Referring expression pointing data
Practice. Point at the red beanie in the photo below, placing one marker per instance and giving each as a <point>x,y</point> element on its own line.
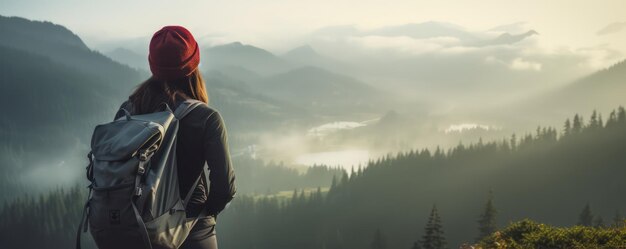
<point>174,53</point>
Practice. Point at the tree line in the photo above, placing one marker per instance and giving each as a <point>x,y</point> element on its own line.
<point>542,176</point>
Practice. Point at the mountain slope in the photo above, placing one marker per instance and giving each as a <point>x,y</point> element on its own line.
<point>129,58</point>
<point>237,54</point>
<point>314,87</point>
<point>306,56</point>
<point>64,47</point>
<point>601,90</point>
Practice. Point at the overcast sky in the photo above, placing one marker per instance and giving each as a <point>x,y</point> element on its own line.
<point>568,23</point>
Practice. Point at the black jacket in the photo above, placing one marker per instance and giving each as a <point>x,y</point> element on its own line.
<point>202,137</point>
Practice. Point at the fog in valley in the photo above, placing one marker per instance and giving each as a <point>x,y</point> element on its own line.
<point>307,107</point>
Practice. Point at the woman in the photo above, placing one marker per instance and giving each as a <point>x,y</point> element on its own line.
<point>174,58</point>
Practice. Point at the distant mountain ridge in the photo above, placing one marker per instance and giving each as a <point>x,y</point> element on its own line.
<point>237,54</point>
<point>61,45</point>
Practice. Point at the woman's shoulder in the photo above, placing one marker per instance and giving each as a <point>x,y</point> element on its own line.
<point>204,112</point>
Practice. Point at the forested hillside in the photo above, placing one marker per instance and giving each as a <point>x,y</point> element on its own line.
<point>548,176</point>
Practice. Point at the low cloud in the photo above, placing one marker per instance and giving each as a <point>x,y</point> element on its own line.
<point>521,64</point>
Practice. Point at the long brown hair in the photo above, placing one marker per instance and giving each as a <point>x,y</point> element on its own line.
<point>152,92</point>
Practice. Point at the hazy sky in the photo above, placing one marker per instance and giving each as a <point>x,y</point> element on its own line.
<point>275,24</point>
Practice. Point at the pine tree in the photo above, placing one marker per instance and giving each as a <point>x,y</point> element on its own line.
<point>598,222</point>
<point>577,124</point>
<point>433,232</point>
<point>333,184</point>
<point>379,241</point>
<point>586,217</point>
<point>487,220</point>
<point>567,128</point>
<point>416,246</point>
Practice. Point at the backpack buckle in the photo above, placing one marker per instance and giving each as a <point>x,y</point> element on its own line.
<point>143,156</point>
<point>141,169</point>
<point>138,191</point>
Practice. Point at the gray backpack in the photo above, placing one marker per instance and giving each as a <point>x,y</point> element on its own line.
<point>134,199</point>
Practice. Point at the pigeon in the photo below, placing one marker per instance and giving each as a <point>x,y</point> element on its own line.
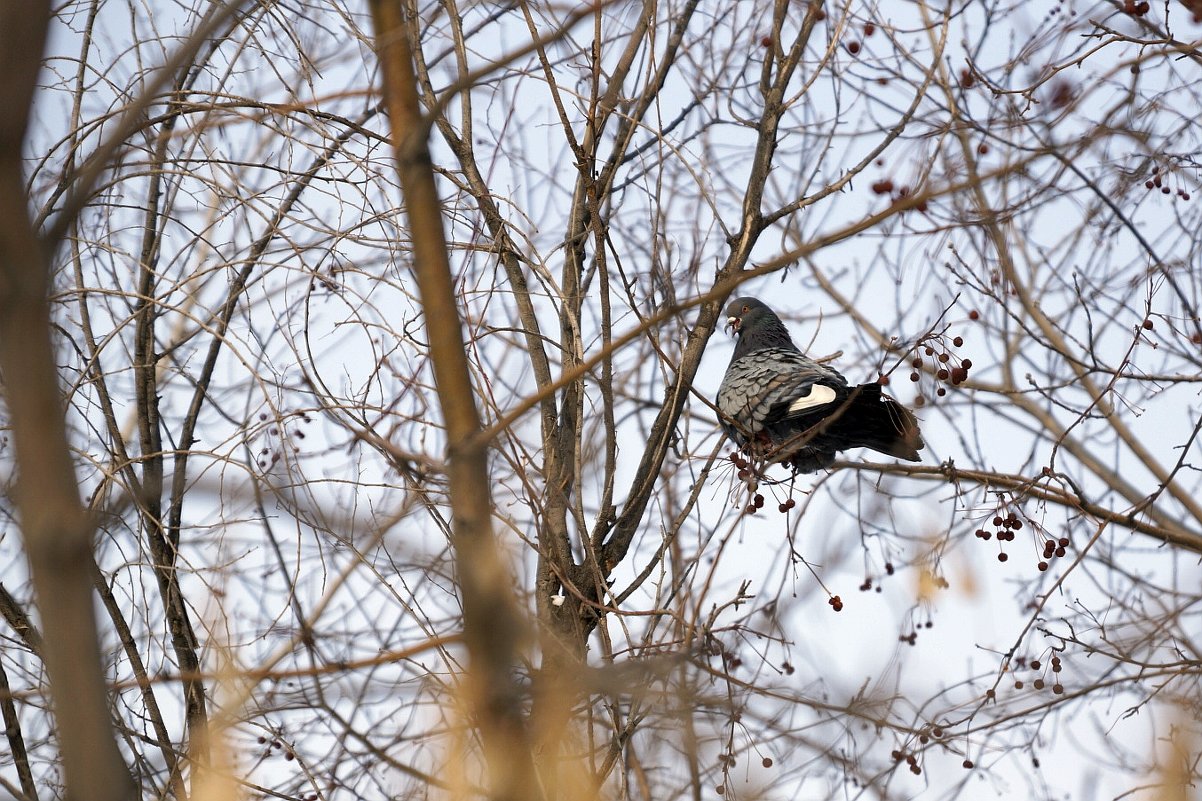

■ PROBLEM STATEMENT
A faithful, complete copy of the entries is required, without the pictures.

■ ANSWER AREA
Practice. Point at the red beanie in the photo below, placing one marker per instance and giving each as a <point>x,y</point> element on its own line.
<point>174,53</point>
Practice. Point at the tree line in the photo above, placing one marker per instance and giving each as a <point>x,y</point> element on its own line.
<point>542,176</point>
Practice. Point at the mountain slope in the photo above, placing one marker per instance and giving each as a <point>x,y</point> element on its own line.
<point>129,58</point>
<point>237,54</point>
<point>314,87</point>
<point>306,56</point>
<point>64,47</point>
<point>601,90</point>
Practice. Point at the overcast sky in the photo above, placing one marker per instance and giving each as a <point>x,y</point> element on its own line.
<point>568,23</point>
Practice. Point at the black jacket in the photo above, placing one marker per instance and giving each as a <point>x,y</point> element on its own line.
<point>202,137</point>
Practice. Point at the fog in valley in the photo above, placing one marker per instance and giving each as a <point>x,y</point> element on its own line.
<point>307,107</point>
Practice. Point at the woman in the photo above, placing one marker per instance and giving each as a <point>x,y</point> element on its own line.
<point>174,58</point>
Practice. Point at the distant mountain ridge in the photo above, placing one marker per instance and giving each as a <point>x,y</point> element on its own line.
<point>237,54</point>
<point>61,45</point>
Practice. Point at the woman's shoulder in the photo above, placing one marker per instance and giving each as a <point>x,y</point> element on its own line.
<point>204,112</point>
Practice. Point at the forested hillside in the photo above, placing one marker per instance and giving each as a <point>x,y</point> element on its own line.
<point>548,176</point>
Practice. Point at the low cloud in the photo above, placing one marker per instance and giving each as a <point>x,y</point> element on its own line.
<point>521,64</point>
Practice. Point at the long brown hair in the photo above, placing one marker per instance and giving each as a <point>x,y</point> element on its own line.
<point>152,92</point>
Practice. Point at the hazy sky in the photo above, placing one marker per instance and giving each as a <point>x,y</point> element on its own line.
<point>275,24</point>
Practice. Point at the pine tree in the photo above, placing one marker per instance and giving each as a <point>x,y</point> element on its own line.
<point>598,222</point>
<point>577,124</point>
<point>433,232</point>
<point>333,184</point>
<point>379,241</point>
<point>586,217</point>
<point>487,220</point>
<point>567,128</point>
<point>416,246</point>
Practice. Point at the backpack buckle in the photo above, placing one marker per instance and giving each as a <point>x,y</point> element on its own line.
<point>143,156</point>
<point>141,169</point>
<point>138,191</point>
Practice. Point at the gray backpack in the photo above, placing one marker per instance and giving each as a <point>x,y</point> element on its own line.
<point>134,199</point>
Practice. Point at the pigeon in the photo below, placing one marker per instance and giving each as a <point>x,y</point> element on its own line.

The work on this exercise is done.